(TASK INPUTS)
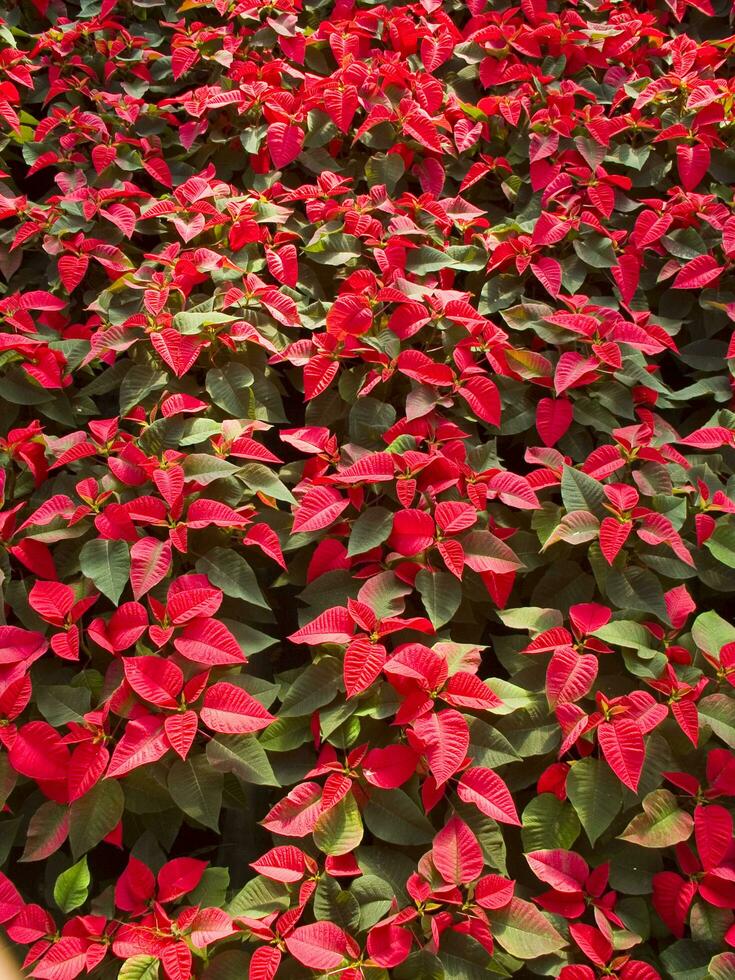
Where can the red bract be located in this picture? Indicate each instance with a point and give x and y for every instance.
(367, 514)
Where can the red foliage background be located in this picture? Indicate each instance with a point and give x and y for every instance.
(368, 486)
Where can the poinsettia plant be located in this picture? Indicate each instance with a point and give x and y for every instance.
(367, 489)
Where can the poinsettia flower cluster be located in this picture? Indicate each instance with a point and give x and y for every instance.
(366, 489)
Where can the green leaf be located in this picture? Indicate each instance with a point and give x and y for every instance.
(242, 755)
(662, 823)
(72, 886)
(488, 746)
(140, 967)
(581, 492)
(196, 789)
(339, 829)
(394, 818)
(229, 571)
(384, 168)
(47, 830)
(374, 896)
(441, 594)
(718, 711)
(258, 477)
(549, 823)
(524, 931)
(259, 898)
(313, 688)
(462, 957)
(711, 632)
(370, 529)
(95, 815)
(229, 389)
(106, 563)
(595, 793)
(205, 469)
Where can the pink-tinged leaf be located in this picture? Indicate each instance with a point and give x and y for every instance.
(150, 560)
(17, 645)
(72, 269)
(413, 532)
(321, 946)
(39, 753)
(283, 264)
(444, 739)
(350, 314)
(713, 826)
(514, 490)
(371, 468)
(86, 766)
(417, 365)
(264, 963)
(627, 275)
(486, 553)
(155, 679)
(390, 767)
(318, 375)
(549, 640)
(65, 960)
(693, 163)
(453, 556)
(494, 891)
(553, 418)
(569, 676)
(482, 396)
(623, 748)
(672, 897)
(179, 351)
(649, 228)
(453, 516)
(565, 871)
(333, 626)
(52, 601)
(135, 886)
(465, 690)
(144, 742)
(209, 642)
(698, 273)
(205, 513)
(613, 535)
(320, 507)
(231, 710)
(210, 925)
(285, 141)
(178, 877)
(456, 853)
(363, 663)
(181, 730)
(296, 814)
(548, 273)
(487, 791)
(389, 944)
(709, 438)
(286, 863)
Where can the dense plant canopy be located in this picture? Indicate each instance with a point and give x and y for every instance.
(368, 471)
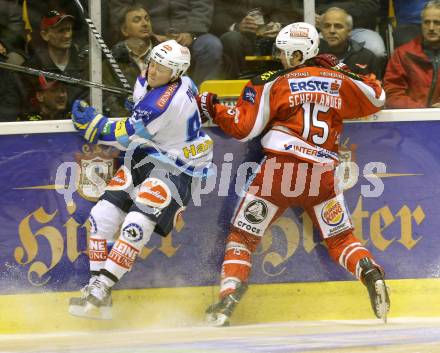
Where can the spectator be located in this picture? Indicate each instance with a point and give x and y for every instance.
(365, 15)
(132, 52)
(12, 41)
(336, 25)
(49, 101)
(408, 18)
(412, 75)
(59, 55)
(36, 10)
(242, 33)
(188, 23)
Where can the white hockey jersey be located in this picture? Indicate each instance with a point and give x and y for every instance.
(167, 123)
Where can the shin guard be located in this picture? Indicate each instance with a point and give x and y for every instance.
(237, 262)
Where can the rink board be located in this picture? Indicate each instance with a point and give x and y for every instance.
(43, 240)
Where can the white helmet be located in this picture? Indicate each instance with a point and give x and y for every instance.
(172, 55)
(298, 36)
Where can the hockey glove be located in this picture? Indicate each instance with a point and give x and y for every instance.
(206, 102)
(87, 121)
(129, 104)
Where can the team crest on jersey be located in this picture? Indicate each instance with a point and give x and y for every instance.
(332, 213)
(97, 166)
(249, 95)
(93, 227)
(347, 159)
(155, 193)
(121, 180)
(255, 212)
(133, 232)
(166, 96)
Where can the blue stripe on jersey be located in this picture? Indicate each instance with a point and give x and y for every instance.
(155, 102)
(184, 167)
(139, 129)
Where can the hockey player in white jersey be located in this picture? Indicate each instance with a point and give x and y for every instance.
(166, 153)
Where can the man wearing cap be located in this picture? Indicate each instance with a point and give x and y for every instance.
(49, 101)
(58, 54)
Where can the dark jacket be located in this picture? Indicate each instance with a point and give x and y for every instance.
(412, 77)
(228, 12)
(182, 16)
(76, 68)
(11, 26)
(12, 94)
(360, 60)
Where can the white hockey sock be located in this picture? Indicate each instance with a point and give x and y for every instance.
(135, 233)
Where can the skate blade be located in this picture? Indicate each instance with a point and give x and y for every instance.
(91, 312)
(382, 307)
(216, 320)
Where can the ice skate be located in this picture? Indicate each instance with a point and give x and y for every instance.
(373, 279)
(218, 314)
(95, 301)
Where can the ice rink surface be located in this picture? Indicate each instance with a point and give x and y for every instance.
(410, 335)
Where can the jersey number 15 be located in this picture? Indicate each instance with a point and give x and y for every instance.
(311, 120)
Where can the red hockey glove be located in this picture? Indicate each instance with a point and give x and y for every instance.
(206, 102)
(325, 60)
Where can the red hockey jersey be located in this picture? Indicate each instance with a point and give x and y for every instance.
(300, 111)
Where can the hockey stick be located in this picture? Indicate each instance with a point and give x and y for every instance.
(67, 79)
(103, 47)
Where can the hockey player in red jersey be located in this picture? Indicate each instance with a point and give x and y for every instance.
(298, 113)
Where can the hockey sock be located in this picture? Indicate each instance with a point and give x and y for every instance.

(DIRECTIVE) Only the lines from the one that contains "Where can the jersey" to the end of the data should be output, exactly as they appear.

(RESULT OF THE TASK)
Where can the jersey number 15 be located in this picture? Indicate each instance with a point and give x and y for every instance.
(311, 120)
Where can the red hockey glove be located in this picture? Indicate each instance with a point and give x and y for every instance.
(206, 102)
(325, 60)
Where can the red hockey jersey be located in this picture? Indicate each instance with a point and give x and y for every instance.
(300, 111)
Where can the hockey stick be located in this picture? Indicate each instance with a point and give x and y for every instance.
(67, 79)
(103, 47)
Where can the hockey player in red jersey be located in this picture? Indicate each instance with a point and give x and y for every instance.
(298, 113)
Where can the hockey sock be located in this picture? Indicate each instance with a point and give x and y for every instance.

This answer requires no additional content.